> _WRITTEN INSTRUCTION A_: Extract every line of the listing that contains the word "plant", matching case exactly.

-----

By Eric Vandenbroeck and co-workers
The Thailand- Cambodia War 25 July 2025
Thailand’s military
conflict with Cambodia is inflaming nationalist tensions at home and
threatening embattled leader Paetongtarn Shinawatra, who had already been
suspended as prime minister for her handling of the border dispute. Tweets
supporting the Thai army and air force were trending on social media platforms
X and Facebook in Thailand.

Ms
Paetongtarn Shinawatra was suspended as Thailand's prime minister following a leaked phone call between her and former Cambodian
leader Hun Sen.
Development Of The War During 25 July 2025
A Thai F-16 fighter
jet bombed targets in Cambodia on July 24, both sides said, as weeks of
tension over a border dispute escalated into clashes that have killed
at least 12 people, including 11 civilians.
Of the six F-16
fighter jets that Thailand has readied to deploy along the disputed border, one
of the aircraft fired into Cambodia and destroyed a military target, the Thai
army said.
Both countries
accused each other of starting the clash early on July 24.
“We have used air
power against military targets as planned,” Thai army deputy spokesman Richa Suksuwanon told reporters. Thailand also closed its border
with Cambodia.
Cambodia’s Defense
Ministry said the jets dropped two bombs on a road, and that it “strongly
condemns the reckless and brutal military aggression of the kingdom of Thailand
against the sovereignty and territorial integrity of Cambodia”.

China's Foreign
Minister Wang Yi urged peaceful coexistence between the neighbours
during a meeting on July 10.
The Thai military
launched a second round of air strikes on the evening of July 24, deploying
four F-16 fighter jets to bomb a key Cambodian military command post located
south of the Ta Moan Thom temple, The Nation reported.
Thailand’s Health
Minister said 11 civilians, including a child, and one soldier were killed in
artillery shelling by Cambodian forces, while 24 civilians and seven military
personnel were wounded. There was no immediate word of casualties in Cambodia.
“The Thai Army
condemns Cambodia for using weapons to attack civilians in Thailand. Thailand
is ready to protect sovereignty and our people from inhumane action,” the
country’s military said in a statement.
Thailand launched air
strikes on Cambodian military targets on July 24 as Cambodia fired
rockets and artillery in a dramatic escalation of a long-running border row
between the two countries.
The neighbours are locked in a bitter spat over an area known
as the Emerald Triangle, where the borders of both countries and Laos meet, and
which is home to several ancient temples.

-----

> _WRITTEN INSTRUCTION B_: Summarize the report on the Thailand-Cambodia conflict in two sentences.

> _RECORDS TO USE_:

-----

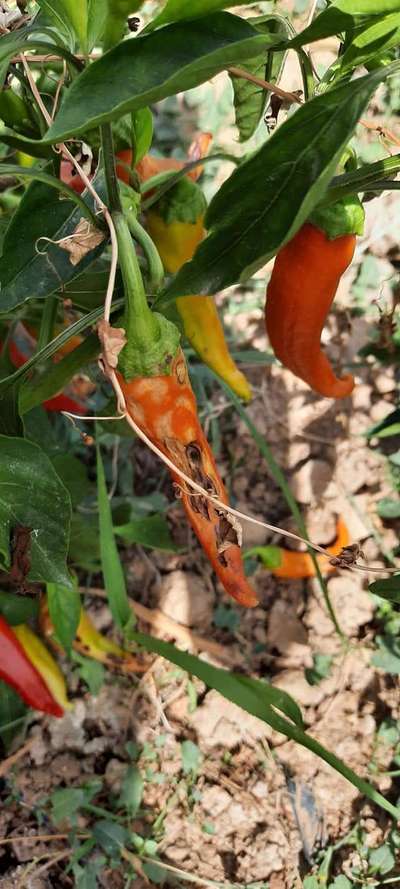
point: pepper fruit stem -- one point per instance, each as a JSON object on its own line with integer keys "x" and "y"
{"x": 152, "y": 341}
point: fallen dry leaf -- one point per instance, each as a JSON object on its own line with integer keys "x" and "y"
{"x": 85, "y": 238}
{"x": 112, "y": 339}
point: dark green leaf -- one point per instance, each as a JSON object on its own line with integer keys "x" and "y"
{"x": 17, "y": 610}
{"x": 110, "y": 836}
{"x": 131, "y": 791}
{"x": 24, "y": 271}
{"x": 150, "y": 531}
{"x": 113, "y": 574}
{"x": 249, "y": 98}
{"x": 65, "y": 609}
{"x": 73, "y": 475}
{"x": 376, "y": 38}
{"x": 271, "y": 556}
{"x": 388, "y": 588}
{"x": 176, "y": 10}
{"x": 381, "y": 860}
{"x": 266, "y": 702}
{"x": 343, "y": 15}
{"x": 388, "y": 509}
{"x": 13, "y": 713}
{"x": 84, "y": 547}
{"x": 390, "y": 425}
{"x": 139, "y": 72}
{"x": 33, "y": 496}
{"x": 292, "y": 171}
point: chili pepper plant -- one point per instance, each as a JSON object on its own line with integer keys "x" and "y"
{"x": 110, "y": 261}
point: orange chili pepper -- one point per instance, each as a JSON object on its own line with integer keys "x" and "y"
{"x": 164, "y": 407}
{"x": 295, "y": 565}
{"x": 303, "y": 284}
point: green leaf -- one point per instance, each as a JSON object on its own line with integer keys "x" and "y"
{"x": 268, "y": 703}
{"x": 91, "y": 672}
{"x": 387, "y": 656}
{"x": 381, "y": 860}
{"x": 73, "y": 475}
{"x": 17, "y": 610}
{"x": 139, "y": 72}
{"x": 191, "y": 757}
{"x": 388, "y": 508}
{"x": 65, "y": 610}
{"x": 376, "y": 38}
{"x": 24, "y": 271}
{"x": 271, "y": 556}
{"x": 249, "y": 98}
{"x": 70, "y": 17}
{"x": 142, "y": 126}
{"x": 150, "y": 531}
{"x": 113, "y": 574}
{"x": 13, "y": 713}
{"x": 248, "y": 225}
{"x": 111, "y": 837}
{"x": 84, "y": 547}
{"x": 178, "y": 10}
{"x": 343, "y": 15}
{"x": 388, "y": 588}
{"x": 33, "y": 496}
{"x": 131, "y": 791}
{"x": 387, "y": 427}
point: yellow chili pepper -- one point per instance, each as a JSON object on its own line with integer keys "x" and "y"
{"x": 176, "y": 225}
{"x": 45, "y": 664}
{"x": 91, "y": 643}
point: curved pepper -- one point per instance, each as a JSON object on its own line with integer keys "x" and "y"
{"x": 59, "y": 402}
{"x": 45, "y": 664}
{"x": 91, "y": 643}
{"x": 176, "y": 227}
{"x": 293, "y": 565}
{"x": 18, "y": 671}
{"x": 300, "y": 293}
{"x": 164, "y": 407}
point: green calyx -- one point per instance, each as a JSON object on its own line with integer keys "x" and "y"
{"x": 345, "y": 217}
{"x": 184, "y": 202}
{"x": 148, "y": 353}
{"x": 152, "y": 340}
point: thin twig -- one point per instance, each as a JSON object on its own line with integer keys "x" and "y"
{"x": 170, "y": 627}
{"x": 265, "y": 84}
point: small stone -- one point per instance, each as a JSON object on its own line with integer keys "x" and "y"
{"x": 310, "y": 481}
{"x": 380, "y": 410}
{"x": 186, "y": 599}
{"x": 385, "y": 382}
{"x": 215, "y": 800}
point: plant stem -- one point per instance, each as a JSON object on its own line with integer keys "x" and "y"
{"x": 155, "y": 266}
{"x": 47, "y": 322}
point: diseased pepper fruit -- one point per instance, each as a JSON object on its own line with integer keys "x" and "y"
{"x": 91, "y": 643}
{"x": 176, "y": 225}
{"x": 18, "y": 671}
{"x": 164, "y": 407}
{"x": 301, "y": 290}
{"x": 45, "y": 664}
{"x": 292, "y": 565}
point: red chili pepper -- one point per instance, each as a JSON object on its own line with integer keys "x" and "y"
{"x": 164, "y": 407}
{"x": 58, "y": 402}
{"x": 17, "y": 670}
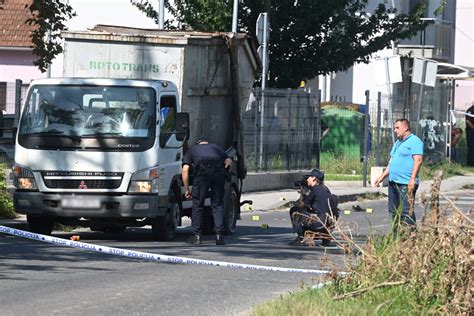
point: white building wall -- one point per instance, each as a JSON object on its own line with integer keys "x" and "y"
{"x": 464, "y": 52}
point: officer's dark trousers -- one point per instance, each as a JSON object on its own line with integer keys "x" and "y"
{"x": 302, "y": 221}
{"x": 201, "y": 186}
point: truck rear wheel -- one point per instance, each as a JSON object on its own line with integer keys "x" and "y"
{"x": 231, "y": 210}
{"x": 164, "y": 227}
{"x": 40, "y": 225}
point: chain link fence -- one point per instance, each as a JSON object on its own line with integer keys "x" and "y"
{"x": 281, "y": 130}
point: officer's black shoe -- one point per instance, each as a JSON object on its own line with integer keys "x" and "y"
{"x": 325, "y": 242}
{"x": 220, "y": 240}
{"x": 194, "y": 239}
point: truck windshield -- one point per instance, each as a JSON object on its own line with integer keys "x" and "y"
{"x": 89, "y": 111}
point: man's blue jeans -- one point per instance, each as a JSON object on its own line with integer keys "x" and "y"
{"x": 398, "y": 195}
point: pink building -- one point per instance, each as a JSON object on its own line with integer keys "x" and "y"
{"x": 16, "y": 56}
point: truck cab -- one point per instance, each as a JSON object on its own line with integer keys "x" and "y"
{"x": 102, "y": 153}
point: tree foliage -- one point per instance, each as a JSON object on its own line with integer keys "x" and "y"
{"x": 48, "y": 17}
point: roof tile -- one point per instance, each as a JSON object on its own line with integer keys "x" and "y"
{"x": 14, "y": 32}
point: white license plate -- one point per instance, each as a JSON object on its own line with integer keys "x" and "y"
{"x": 81, "y": 203}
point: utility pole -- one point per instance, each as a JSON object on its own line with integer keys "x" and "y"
{"x": 235, "y": 12}
{"x": 161, "y": 15}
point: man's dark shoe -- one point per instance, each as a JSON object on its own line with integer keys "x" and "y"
{"x": 194, "y": 239}
{"x": 299, "y": 241}
{"x": 220, "y": 240}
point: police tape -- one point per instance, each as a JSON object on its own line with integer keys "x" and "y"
{"x": 147, "y": 255}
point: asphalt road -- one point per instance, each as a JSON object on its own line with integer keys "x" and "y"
{"x": 44, "y": 279}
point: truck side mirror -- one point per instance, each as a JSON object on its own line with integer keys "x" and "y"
{"x": 181, "y": 126}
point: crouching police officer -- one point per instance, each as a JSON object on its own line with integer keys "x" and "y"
{"x": 316, "y": 210}
{"x": 209, "y": 163}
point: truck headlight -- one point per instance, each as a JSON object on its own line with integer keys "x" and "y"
{"x": 144, "y": 181}
{"x": 24, "y": 179}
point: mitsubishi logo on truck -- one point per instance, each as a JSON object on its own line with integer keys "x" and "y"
{"x": 82, "y": 185}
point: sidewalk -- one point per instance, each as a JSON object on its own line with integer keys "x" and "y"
{"x": 346, "y": 190}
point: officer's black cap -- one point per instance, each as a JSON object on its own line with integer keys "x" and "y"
{"x": 201, "y": 139}
{"x": 316, "y": 173}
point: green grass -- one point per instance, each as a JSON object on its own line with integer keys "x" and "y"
{"x": 449, "y": 170}
{"x": 396, "y": 300}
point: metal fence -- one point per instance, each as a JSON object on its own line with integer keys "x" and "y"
{"x": 281, "y": 130}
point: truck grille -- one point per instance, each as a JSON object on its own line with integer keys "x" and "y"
{"x": 82, "y": 181}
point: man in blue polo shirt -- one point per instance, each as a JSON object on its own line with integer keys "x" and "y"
{"x": 406, "y": 157}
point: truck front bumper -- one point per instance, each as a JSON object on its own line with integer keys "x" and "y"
{"x": 96, "y": 205}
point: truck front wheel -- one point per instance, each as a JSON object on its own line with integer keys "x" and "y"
{"x": 40, "y": 225}
{"x": 164, "y": 227}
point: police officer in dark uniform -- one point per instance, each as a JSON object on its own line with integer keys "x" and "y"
{"x": 209, "y": 163}
{"x": 316, "y": 211}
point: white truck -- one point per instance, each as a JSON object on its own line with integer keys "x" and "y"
{"x": 102, "y": 146}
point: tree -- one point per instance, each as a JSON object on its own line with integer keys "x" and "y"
{"x": 308, "y": 37}
{"x": 48, "y": 17}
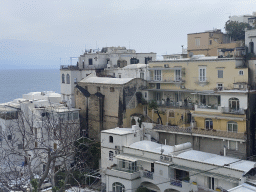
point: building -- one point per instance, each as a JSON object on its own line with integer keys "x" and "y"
{"x": 206, "y": 101}
{"x": 207, "y": 43}
{"x": 34, "y": 126}
{"x": 94, "y": 62}
{"x": 107, "y": 102}
{"x": 128, "y": 162}
{"x": 250, "y": 19}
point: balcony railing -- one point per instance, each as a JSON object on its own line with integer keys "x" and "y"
{"x": 148, "y": 174}
{"x": 172, "y": 104}
{"x": 201, "y": 80}
{"x": 233, "y": 111}
{"x": 202, "y": 131}
{"x": 176, "y": 182}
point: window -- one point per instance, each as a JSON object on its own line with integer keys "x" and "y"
{"x": 197, "y": 40}
{"x": 63, "y": 78}
{"x": 9, "y": 137}
{"x": 142, "y": 75}
{"x": 68, "y": 79}
{"x": 220, "y": 73}
{"x": 134, "y": 60}
{"x": 157, "y": 75}
{"x": 171, "y": 113}
{"x": 232, "y": 145}
{"x": 177, "y": 75}
{"x": 220, "y": 86}
{"x": 208, "y": 124}
{"x": 55, "y": 146}
{"x": 241, "y": 72}
{"x": 20, "y": 146}
{"x": 111, "y": 155}
{"x": 110, "y": 139}
{"x": 211, "y": 183}
{"x": 234, "y": 103}
{"x": 232, "y": 126}
{"x": 251, "y": 47}
{"x": 118, "y": 187}
{"x": 202, "y": 74}
{"x": 90, "y": 61}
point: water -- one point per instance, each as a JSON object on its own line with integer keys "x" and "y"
{"x": 15, "y": 82}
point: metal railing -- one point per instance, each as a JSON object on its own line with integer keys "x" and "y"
{"x": 167, "y": 80}
{"x": 148, "y": 174}
{"x": 202, "y": 131}
{"x": 233, "y": 111}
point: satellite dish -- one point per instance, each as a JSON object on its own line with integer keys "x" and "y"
{"x": 191, "y": 54}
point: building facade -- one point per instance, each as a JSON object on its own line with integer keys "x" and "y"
{"x": 206, "y": 101}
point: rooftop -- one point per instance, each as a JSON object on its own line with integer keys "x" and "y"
{"x": 106, "y": 80}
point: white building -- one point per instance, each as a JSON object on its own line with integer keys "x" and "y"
{"x": 94, "y": 62}
{"x": 128, "y": 162}
{"x": 250, "y": 19}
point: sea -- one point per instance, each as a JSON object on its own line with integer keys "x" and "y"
{"x": 16, "y": 82}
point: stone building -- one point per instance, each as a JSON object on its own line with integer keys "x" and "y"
{"x": 107, "y": 102}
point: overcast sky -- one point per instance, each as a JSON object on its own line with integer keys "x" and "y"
{"x": 45, "y": 33}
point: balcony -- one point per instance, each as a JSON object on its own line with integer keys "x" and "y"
{"x": 122, "y": 174}
{"x": 171, "y": 104}
{"x": 233, "y": 111}
{"x": 201, "y": 81}
{"x": 201, "y": 131}
{"x": 166, "y": 80}
{"x": 147, "y": 174}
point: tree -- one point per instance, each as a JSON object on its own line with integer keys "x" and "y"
{"x": 36, "y": 147}
{"x": 152, "y": 105}
{"x": 236, "y": 30}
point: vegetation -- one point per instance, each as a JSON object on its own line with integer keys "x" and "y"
{"x": 236, "y": 30}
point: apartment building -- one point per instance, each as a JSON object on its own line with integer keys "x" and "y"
{"x": 211, "y": 43}
{"x": 94, "y": 62}
{"x": 107, "y": 102}
{"x": 129, "y": 162}
{"x": 206, "y": 101}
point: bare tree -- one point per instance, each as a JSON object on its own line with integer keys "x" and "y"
{"x": 37, "y": 146}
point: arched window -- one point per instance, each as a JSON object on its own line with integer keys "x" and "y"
{"x": 118, "y": 187}
{"x": 208, "y": 123}
{"x": 68, "y": 79}
{"x": 110, "y": 139}
{"x": 63, "y": 78}
{"x": 251, "y": 47}
{"x": 232, "y": 126}
{"x": 234, "y": 103}
{"x": 111, "y": 155}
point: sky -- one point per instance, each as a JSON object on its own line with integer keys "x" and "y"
{"x": 46, "y": 33}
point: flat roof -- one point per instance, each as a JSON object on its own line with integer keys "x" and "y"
{"x": 106, "y": 80}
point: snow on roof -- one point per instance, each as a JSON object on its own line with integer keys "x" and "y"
{"x": 210, "y": 158}
{"x": 119, "y": 131}
{"x": 244, "y": 187}
{"x": 106, "y": 80}
{"x": 134, "y": 66}
{"x": 152, "y": 147}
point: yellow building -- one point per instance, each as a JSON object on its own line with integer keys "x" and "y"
{"x": 207, "y": 43}
{"x": 205, "y": 101}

-----

> _OUTPUT A_:
point: chili pepper plant -- one point per instance, each as a JSON object on its own line with integer keys "x" and "y"
point: plant stem -- one point per instance, each as a JSON object on its own line with integer keys "x" and "y"

> _OUTPUT B_: Thailand's border conflict with Cambodia, which escalated on July 24 into clashes that killed at least 12 people, is inflaming nationalist tensions in Thailand and threatening Paetongtarn Shinawatra, already suspended as prime minister after a leaked phone call with Hun Sen. Thailand struck Cambodian military targets with F-16 jets and closed the border, while Cambodia fired rockets and artillery in a long-running dispute over the Emerald Triangle, where the borders of both countries and Laos meet.